#### [Goal]
Reproduce every line of the items that follow, without altering any character.

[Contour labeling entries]
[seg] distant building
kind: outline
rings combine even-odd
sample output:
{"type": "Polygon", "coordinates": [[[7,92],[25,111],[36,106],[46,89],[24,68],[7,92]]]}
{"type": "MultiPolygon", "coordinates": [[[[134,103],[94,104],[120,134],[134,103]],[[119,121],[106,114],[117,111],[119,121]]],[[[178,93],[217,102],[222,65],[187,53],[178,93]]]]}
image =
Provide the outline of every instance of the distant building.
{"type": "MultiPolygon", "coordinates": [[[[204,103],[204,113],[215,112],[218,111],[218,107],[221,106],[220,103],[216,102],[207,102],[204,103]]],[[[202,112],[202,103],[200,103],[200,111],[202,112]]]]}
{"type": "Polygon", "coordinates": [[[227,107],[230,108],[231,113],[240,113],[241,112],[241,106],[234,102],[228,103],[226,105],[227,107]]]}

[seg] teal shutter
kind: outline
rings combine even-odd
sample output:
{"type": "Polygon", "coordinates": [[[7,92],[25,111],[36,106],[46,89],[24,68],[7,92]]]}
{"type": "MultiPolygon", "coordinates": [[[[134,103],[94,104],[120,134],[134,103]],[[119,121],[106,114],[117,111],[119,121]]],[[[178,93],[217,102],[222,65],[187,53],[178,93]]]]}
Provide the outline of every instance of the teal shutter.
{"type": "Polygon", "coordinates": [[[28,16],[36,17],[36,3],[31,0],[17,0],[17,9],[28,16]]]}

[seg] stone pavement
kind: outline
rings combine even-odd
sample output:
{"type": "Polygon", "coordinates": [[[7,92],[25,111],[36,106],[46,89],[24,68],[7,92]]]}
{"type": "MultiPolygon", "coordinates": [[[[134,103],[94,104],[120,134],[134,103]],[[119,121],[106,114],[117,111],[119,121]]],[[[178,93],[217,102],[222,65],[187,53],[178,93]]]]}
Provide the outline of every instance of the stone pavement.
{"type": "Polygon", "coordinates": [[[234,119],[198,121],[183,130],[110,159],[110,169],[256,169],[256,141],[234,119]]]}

#### [Task response]
[seg] distant building
kind: outline
rings combine even-odd
sample output:
{"type": "Polygon", "coordinates": [[[7,92],[25,111],[36,106],[46,89],[24,68],[7,92]]]}
{"type": "MultiPolygon", "coordinates": [[[[134,103],[94,104],[120,134],[134,103]],[[119,121],[106,114],[117,111],[119,121]]],[[[178,93],[217,102],[222,65],[187,53],[178,93]]]]}
image =
Provide the outline of every instance of the distant building.
{"type": "MultiPolygon", "coordinates": [[[[204,103],[204,113],[215,112],[218,111],[218,107],[221,106],[220,103],[216,102],[207,102],[204,103]]],[[[202,112],[202,103],[200,103],[200,111],[202,112]]]]}
{"type": "Polygon", "coordinates": [[[227,107],[230,108],[231,113],[240,113],[241,112],[241,106],[234,102],[228,103],[226,105],[227,107]]]}

[seg] teal shutter
kind: outline
rings combine even-odd
sample output:
{"type": "Polygon", "coordinates": [[[7,92],[25,111],[36,106],[46,89],[24,68],[7,92]]]}
{"type": "MultiPolygon", "coordinates": [[[[134,103],[94,104],[120,134],[134,103]],[[119,121],[106,114],[117,111],[119,121]]],[[[178,93],[217,102],[222,65],[187,53],[178,93]]]]}
Provide the outline of every instance of the teal shutter.
{"type": "Polygon", "coordinates": [[[28,16],[36,17],[36,3],[31,0],[17,0],[17,9],[28,16]]]}

[seg] stone pavement
kind: outline
rings combine even-odd
sample output:
{"type": "Polygon", "coordinates": [[[7,92],[25,111],[36,106],[46,89],[24,68],[7,92]]]}
{"type": "MultiPolygon", "coordinates": [[[[134,103],[94,104],[120,134],[134,103]],[[119,121],[106,114],[117,111],[119,121]]],[[[178,93],[217,102],[222,65],[187,53],[178,93]]]]}
Provide the outline of every instance of the stone pavement.
{"type": "Polygon", "coordinates": [[[234,119],[198,121],[183,130],[110,159],[110,169],[256,169],[256,141],[234,119]]]}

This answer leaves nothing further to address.